[[ Records for processing open ]]
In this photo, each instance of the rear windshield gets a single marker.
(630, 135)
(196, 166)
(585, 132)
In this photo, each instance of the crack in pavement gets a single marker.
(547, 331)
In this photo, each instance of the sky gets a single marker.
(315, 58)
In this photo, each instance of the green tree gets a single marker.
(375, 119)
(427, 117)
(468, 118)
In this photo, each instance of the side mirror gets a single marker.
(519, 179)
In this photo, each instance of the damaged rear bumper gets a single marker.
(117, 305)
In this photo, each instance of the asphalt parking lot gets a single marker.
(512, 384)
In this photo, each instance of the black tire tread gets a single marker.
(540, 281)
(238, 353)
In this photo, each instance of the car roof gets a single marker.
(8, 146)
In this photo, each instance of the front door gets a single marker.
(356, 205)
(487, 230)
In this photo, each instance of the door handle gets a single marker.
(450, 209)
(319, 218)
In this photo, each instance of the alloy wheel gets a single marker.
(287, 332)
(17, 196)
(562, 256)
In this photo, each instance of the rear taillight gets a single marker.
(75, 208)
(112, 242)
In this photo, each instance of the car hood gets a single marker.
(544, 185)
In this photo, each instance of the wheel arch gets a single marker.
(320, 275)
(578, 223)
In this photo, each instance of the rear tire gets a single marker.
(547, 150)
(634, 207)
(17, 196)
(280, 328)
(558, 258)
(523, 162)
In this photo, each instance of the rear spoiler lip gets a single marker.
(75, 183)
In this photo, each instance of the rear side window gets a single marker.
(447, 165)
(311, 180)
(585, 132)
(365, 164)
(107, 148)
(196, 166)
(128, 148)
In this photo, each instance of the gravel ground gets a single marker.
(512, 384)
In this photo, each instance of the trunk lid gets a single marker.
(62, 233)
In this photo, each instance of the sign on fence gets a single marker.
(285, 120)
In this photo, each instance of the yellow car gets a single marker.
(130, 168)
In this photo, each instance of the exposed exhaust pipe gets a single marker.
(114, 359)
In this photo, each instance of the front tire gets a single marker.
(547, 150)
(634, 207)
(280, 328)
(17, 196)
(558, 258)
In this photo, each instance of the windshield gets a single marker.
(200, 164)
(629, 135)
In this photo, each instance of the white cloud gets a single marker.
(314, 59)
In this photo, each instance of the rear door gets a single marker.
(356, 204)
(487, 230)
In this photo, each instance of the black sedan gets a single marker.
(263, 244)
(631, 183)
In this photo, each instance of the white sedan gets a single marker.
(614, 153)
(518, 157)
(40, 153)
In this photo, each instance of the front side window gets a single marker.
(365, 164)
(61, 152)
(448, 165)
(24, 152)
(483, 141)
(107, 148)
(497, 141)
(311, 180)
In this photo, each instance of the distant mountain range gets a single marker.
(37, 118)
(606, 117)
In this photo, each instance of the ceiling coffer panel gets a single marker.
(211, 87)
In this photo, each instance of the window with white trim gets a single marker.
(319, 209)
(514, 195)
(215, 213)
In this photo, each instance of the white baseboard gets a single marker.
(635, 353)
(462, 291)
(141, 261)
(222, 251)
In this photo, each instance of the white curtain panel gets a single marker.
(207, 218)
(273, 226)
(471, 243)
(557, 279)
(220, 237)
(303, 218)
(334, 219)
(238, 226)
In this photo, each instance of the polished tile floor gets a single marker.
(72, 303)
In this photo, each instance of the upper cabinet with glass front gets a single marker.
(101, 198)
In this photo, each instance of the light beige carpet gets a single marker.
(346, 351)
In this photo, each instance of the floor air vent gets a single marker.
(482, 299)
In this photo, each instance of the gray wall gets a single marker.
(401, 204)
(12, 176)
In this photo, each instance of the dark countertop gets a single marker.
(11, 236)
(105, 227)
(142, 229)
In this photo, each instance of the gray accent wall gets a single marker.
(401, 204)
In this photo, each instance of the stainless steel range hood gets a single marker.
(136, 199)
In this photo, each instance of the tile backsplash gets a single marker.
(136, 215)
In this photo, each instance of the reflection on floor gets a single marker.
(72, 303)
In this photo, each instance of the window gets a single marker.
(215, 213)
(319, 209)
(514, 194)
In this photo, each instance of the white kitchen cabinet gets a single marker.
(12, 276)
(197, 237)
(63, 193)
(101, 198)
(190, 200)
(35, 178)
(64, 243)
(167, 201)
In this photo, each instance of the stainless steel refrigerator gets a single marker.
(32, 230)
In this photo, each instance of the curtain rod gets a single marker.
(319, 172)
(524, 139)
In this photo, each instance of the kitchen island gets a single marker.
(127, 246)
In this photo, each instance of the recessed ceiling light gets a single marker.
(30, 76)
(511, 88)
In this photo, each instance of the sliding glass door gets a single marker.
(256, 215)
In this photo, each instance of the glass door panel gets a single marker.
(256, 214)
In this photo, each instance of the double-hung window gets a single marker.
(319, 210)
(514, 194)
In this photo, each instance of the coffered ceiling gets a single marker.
[[ Records for processing closed ]]
**Your task**
Each record above should be retyped in full, exactly as shown.

**Written response**
In this photo, each instance of the rear windshield gets a single marker.
(630, 135)
(196, 166)
(585, 132)
In this photo, each instance of the crack in pavement gets a single marker.
(547, 331)
In this photo, each instance of the sky gets a single marker.
(315, 58)
In this photo, each instance of the green tree gets a single marker.
(375, 119)
(427, 117)
(468, 118)
In this photo, each instance of the side mirror gets a single marker.
(519, 179)
In this photo, each instance of the damaged rear bumper gets a single marker.
(117, 305)
In this photo, each instance of the asphalt parking lot gets a single marker.
(512, 384)
In this photo, each instance of the black tire tread gets a single marker.
(540, 281)
(238, 353)
In this photo, each instance of the car roof gets a single marker.
(8, 146)
In this photo, each instance of the front door gets a single marker.
(356, 205)
(487, 230)
In this photo, each instance of the door handle gets a single marker.
(450, 209)
(319, 218)
In this photo, each instance of the alloy wheel gets a single marker.
(287, 332)
(17, 196)
(562, 256)
In this photo, each instance of the rear taillight gets a single marker.
(75, 208)
(112, 242)
In this photo, each instance of the car hood gets a single marker.
(544, 185)
In this photo, each instance of the wheel arch gets a single marker.
(320, 275)
(578, 223)
In this photo, each instance of the rear tire gets a single marker.
(547, 150)
(634, 207)
(17, 196)
(280, 328)
(558, 258)
(523, 162)
In this photo, each instance of the rear spoiler lip gets a single marker.
(75, 183)
In this photo, each instance of the rear side window gets a single marker.
(447, 165)
(311, 180)
(585, 132)
(365, 164)
(107, 148)
(196, 166)
(128, 148)
In this photo, each instance of the gravel ground gets a single marker.
(512, 384)
In this photo, each instance of the trunk lid gets a single marker.
(62, 233)
In this photo, each instance of the sign on fence gets a single marker.
(285, 120)
In this photo, each instance of the yellow car gets a single marker.
(130, 168)
In this photo, each instance of the exposed exhaust pipe gets a single marker.
(114, 359)
In this photo, each instance of the front tire gets a single marker.
(547, 150)
(634, 207)
(280, 328)
(17, 196)
(558, 258)
In this photo, each instance of the windshield gets a single marker.
(200, 164)
(629, 135)
In this photo, each instance of the white cloud gets a single marker.
(314, 59)
In this photo, each instance of the rear door gets a single marker.
(356, 204)
(487, 230)
In this photo, each instance of the black sedan gets a single marker.
(263, 244)
(631, 183)
In this photo, each instance of the white sedan gets a single marker.
(614, 153)
(518, 157)
(40, 153)
In this photo, each instance of the front side window gets a single marker.
(365, 164)
(61, 152)
(448, 165)
(24, 152)
(483, 141)
(107, 148)
(497, 141)
(311, 180)
In this photo, each instance of the distant mountain range gets a single marker.
(37, 118)
(606, 117)
In this photo, each instance of the ceiling coffer panel gets a single marker.
(211, 87)
In this photo, each instance of the window with white trim gets a single marker.
(319, 209)
(514, 195)
(215, 213)
In this photo, each instance of the white baseboard gets a single marker.
(635, 353)
(462, 291)
(141, 261)
(222, 251)
In this photo, each instance of the white curtain panel gets a single marker.
(207, 218)
(273, 226)
(471, 243)
(557, 279)
(220, 237)
(303, 218)
(334, 219)
(238, 226)
In this photo, each instance of the polished tile floor gets a single marker.
(72, 303)
In this photo, each instance of the upper cabinet with glass front gets a single marker.
(101, 198)
In this photo, each instance of the light beige carpet gets a single marker.
(346, 351)
In this photo, each instance of the floor air vent gets a single marker.
(482, 299)
In this photo, each instance of the gray wall gets a single marker.
(401, 204)
(12, 176)
In this photo, each instance of the dark countertop gets a single marker.
(11, 236)
(105, 227)
(142, 229)
In this photo, each instance of the gray accent wall gets a single marker.
(401, 204)
In this photo, each instance of the stainless steel range hood gets a single marker.
(136, 199)
In this photo, each instance of the tile backsplash gets a single marker.
(136, 215)
In this photo, each instance of the reflection on floor gets a single marker.
(72, 303)
In this photo, each instance of the window gets a single marker.
(215, 213)
(319, 209)
(514, 194)
In this photo, each instance of the white kitchen cabinet gets a single marker.
(12, 276)
(197, 237)
(63, 193)
(101, 198)
(190, 200)
(35, 178)
(64, 243)
(167, 201)
In this photo, each instance of the stainless steel refrigerator gets a single marker.
(32, 230)
In this photo, each instance of the curtain rod gets a single marker.
(319, 172)
(524, 139)
In this photo, each instance of the kitchen island gets a single marker.
(127, 246)
In this photo, each instance of the recessed ceiling light gets a single marker.
(30, 76)
(511, 88)
In this photo, each instance of the sliding glass door gets a single marker.
(256, 215)
In this photo, each instance of the glass door panel gets a single marker.
(256, 214)
In this photo, each instance of the double-hung window gets a single marker.
(319, 210)
(514, 194)
In this photo, each instance of the coffered ceiling gets a single marker.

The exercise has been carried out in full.